- Requirement 1
In the passage below on Toronto's laneways, translate this sentence into Spanish: "With every square foot at a premium in Toronto, garages can be repurposed as flex space and buffer the public and private spaces of a neighbourhood."
- Requirement 2
Carry on with the passage below on Toronto's laneways, picking up right after its final sentence.

- Quoted text
■ ■ ■

DREAM is a series of posts about ideas that are a little OUT THERE, to inspire a re-imagining of the built environment around us. If we can't dream it, how ever can we do it?
Have you heard of David Suzuki's Laneway Project? It's led by an urban design and planning organization that aims to tap the potential of Toronto's underused laneways. They estimate that there are 2400 publicly owned laneways covering more than 250km of linear public space throughout the city. In partnership with residents and businesses, they use murals, green paving and community events to get people thinking and using these out of sight, out of mind spaces differently.
It begs the question: if residential streets are for driving and parking cars owned by residents, why are laneways used the same way? Isn't it redundant? With every square foot at a premium in Toronto, garages can be repurposed as flex space and buffer the public and private spaces of a neighbourhood. Let's go wild for a minute and dream about what car-free laneways could be.
First, let's rip up all the asphalt. Yes, just go with it.
Plant native grasses and wildflowers. Let them grow wild. Wait.

■ ■ ■

- Data
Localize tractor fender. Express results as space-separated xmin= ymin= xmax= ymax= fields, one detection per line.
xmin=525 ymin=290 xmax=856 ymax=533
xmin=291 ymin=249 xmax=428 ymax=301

■ ■ ■

- Written answer 1
Con cada pie cuadrado tan cotizado en Toronto, los garajes pueden reconvertirse en espacios flexibles y servir de amortiguador entre los espacios públicos y privados de un vecindario.

- Written answer 2
Carve out mowed paths, labyrinths, clearings. Explore. Breathe it in.
The laneway is a greenway now. A park. A garden.
The opaque faces of garage doors open up to reveal covered porches and family rooms, workshops and makerspaces, studios, even outdoor kitchens.
The laneway is now a safer place to inhabit, socialize, to play and to grow.
Host summertime movie nights in a clearing.
Pour a rink for wintertime skating.
Carve out vegetable plots with access to this new sunlight.
Invite in gleaners from Not Far From The Tree to harvest and share the bounty from sweet cheery, pear, apple and apricot trees, raspberry and serviceberry bushes.
Host a traditional tomato canning party and exchange the bounty.
Can you see a flock of chickens in there somewhere?
What would you dream up?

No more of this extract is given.